> [Extracted text]
════════
Now the pressure is on! We get it back to the shop and notice when going from park to reverse, it doesn’t move for 2 seconds. But from drive to reverse, it is pretty good. It works perfectly going forward. This unit is hard to test and know what is wrong for sure, and with a time crunch, we are close to panic mode with vacation coming up. So we grab a rebuilt valve body and use our high-tech method of “Swap-tonics”: slapping it on to see if it corrects the problem. You can probably guess: It wasn’t the valve body causing the problem. With the pressure of vacation looming, we decide to just build another unit and get it gone. We build a completely different transmission, TEHCM and converter and install them, then program it and guess what? Same problem.

With our high-tech Swap-tonic method, we have determined it is not the transmission at fault. But how could that be? Maybe GM has a software issue? Not likely, but that is all we have changed. I grab a Tech 2® and scan all the vehicle computers and there are no codes. Now I’m at the point of needing tech support, so down on my knees I go. After my short word of prayer, I decide to take the vehicle out to a slight incline and put it in and out of reverse to see how it responds. With the vehicle in park on an incline, once I take it out of park, it should roll backward on its own. So I pull it out of park and quickly release the brake, but the vehicle doesn’t move! After 2 seconds there is a thud and it starts rolling backward.

After that, I put it in park, then hit the brake, put it in reverse and release the brake quickly. It just sits there on the steep incline and doesn’t move for 2 full seconds. I pull it back into the shop and have three technicians push on the vehicle as hard as they can — on level ground — and as soon as I take it out of park and put it in reverse, I lift my foot off the brake, and they can’t budge the vehicle for 2 full seconds, after which it backs right up!

Next, we put it on a lift and find out all I have to do is smash the brake while in reverse and neither wheel will rotate for 2 full seconds. It turns out we were misdiagnosing the delayed reverse, when really what we were feeling was a 2-second delay before the brakes would release with a quick thud. Now we know it is not a transmission problem. We sure did find that out the hard way.
════════
> [What this task involves]
Retype the passage about the delayed reverse between "After that, I" and "backs right up!", inclusive.

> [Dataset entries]
════════
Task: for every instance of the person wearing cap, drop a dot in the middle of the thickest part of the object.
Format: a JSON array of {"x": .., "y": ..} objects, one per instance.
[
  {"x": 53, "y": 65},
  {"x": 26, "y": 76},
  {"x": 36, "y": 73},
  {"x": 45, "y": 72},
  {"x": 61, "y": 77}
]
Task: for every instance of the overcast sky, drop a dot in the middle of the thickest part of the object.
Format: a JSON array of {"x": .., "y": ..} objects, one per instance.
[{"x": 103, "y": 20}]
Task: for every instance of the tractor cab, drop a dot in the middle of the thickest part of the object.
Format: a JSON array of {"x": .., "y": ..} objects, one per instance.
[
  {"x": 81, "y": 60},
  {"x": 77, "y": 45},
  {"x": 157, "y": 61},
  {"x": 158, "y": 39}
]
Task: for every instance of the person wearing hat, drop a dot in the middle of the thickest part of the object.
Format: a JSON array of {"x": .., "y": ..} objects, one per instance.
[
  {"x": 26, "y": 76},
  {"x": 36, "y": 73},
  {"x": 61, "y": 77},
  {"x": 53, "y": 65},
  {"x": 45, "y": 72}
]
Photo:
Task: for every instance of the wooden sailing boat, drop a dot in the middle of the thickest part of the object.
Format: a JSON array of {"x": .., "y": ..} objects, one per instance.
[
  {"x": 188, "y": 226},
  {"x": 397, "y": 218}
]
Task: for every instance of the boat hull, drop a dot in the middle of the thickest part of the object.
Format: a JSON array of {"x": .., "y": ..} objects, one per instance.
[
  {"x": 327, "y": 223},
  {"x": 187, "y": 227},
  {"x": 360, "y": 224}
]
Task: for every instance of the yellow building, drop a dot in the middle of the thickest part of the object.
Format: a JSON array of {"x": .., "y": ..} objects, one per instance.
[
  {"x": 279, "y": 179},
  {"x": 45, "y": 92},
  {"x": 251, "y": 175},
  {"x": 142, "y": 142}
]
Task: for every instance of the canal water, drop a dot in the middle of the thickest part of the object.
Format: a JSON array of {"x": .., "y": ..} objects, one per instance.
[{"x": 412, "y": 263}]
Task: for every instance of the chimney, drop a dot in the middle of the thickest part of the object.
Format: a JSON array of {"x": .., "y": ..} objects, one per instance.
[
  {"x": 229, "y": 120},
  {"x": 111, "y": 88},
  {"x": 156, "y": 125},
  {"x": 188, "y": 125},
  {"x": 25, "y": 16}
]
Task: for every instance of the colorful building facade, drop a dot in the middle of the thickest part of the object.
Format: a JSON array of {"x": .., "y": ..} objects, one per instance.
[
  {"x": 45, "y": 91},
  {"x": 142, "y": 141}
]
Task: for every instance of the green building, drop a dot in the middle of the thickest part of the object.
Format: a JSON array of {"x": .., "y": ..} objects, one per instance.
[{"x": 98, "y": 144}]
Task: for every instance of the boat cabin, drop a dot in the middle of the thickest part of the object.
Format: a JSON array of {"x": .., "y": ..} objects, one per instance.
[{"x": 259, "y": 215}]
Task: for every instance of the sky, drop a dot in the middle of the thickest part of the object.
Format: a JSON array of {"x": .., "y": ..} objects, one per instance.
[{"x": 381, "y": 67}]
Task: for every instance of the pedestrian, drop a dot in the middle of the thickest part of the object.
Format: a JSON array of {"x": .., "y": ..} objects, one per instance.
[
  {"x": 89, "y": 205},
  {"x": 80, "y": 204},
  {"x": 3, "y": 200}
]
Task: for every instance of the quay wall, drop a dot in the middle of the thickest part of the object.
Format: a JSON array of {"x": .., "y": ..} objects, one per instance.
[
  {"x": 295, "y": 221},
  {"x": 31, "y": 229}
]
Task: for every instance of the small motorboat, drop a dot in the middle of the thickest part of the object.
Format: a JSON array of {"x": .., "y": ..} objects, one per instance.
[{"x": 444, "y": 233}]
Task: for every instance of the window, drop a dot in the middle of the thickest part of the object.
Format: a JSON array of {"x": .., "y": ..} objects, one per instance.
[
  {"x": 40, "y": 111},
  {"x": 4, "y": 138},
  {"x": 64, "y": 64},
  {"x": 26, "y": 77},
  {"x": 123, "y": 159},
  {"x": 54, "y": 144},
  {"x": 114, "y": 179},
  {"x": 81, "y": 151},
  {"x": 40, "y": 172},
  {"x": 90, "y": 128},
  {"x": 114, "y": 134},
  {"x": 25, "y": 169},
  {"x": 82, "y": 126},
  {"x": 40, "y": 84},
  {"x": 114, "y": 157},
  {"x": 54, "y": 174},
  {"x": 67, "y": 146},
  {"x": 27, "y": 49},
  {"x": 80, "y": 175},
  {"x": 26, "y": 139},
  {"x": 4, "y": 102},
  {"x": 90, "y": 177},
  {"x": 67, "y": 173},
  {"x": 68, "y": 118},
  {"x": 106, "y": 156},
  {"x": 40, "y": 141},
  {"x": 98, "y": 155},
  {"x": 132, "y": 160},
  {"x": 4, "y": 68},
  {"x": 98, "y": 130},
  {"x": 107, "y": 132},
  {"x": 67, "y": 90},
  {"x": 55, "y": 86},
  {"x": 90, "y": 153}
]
════════
> [Response box]
After that, I put it in park, then hit the brake, put it in reverse and release the brake quickly. It just sits there on the steep incline and doesn’t move for 2 full seconds. I pull it back into the shop and have three technicians push on the vehicle as hard as they can — on level ground — and as soon as I take it out of park and put it in reverse, I lift my foot off the brake, and they can’t budge the vehicle for 2 full seconds, after which it backs right up!